EXERCISE PROMPT: In the kernel mailing-list thread below, why does the patch say non-root kmem_caches no longer need to be shrunk or destroyed prematurely?

PAGE:
◆ ◆ ◆ ◆ ◆

Re: [PATCH v2 21/28] mm: memcg/slab: use a single set of kmem_caches for all memory cgroups

From: Roman Gushchin
Date: Mon Feb 03 2020 - 17:39:11 EST


On Mon, Feb 03, 2020 at 05:17:34PM -0500, Johannes Weiner wrote:
> On Mon, Feb 03, 2020 at 12:58:34PM -0800, Roman Gushchin wrote:
> > On Mon, Feb 03, 2020 at 02:50:48PM -0500, Johannes Weiner wrote:
> > > On Mon, Jan 27, 2020 at 09:34:46AM -0800, Roman Gushchin wrote:
> > > > This is fairly big but mostly red patch, which makes all non-root
> > > > slab allocations use a single set of kmem_caches instead of
> > > > creating a separate set for each memory cgroup.
> > > >
> > > > Because the number of non-root kmem_caches is now capped by the number
> > > > of root kmem_caches, there is no need to shrink or destroy them
> > > > prematurely. They can be perfectly destroyed together with their
> > > > root counterparts. This allows to dramatically simplify the
> > > > management of non-root kmem_caches and delete a ton of code.
> > >
> > > This is definitely going in the right direction. But it doesn't quite
> > > explain why we still need two sets of kmem_caches?

◆ ◆ ◆ ◆ ◆

PROVIDED INFORMATION:
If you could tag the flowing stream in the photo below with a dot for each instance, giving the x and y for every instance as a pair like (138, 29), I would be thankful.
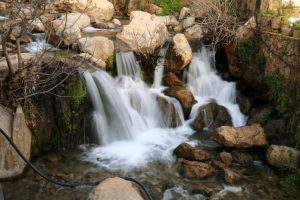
(131, 124)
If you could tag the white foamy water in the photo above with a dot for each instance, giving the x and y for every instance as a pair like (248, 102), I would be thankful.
(131, 122)
(206, 85)
(38, 44)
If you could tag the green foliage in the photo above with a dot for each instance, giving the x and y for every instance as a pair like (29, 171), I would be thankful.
(279, 91)
(246, 51)
(290, 4)
(264, 118)
(169, 6)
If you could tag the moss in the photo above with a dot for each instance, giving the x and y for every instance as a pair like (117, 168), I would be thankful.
(169, 6)
(279, 91)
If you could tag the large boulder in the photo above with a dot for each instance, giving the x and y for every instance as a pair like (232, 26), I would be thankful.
(188, 152)
(67, 29)
(115, 189)
(179, 55)
(145, 33)
(11, 164)
(211, 116)
(193, 169)
(241, 137)
(99, 47)
(184, 96)
(98, 9)
(283, 156)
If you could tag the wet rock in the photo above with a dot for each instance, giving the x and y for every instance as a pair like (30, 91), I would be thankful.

◆ ◆ ◆ ◆ ◆

ANSWER TO THIS EXERCISE: The number of non-root kmem_caches is now capped by the number of root kmem_caches.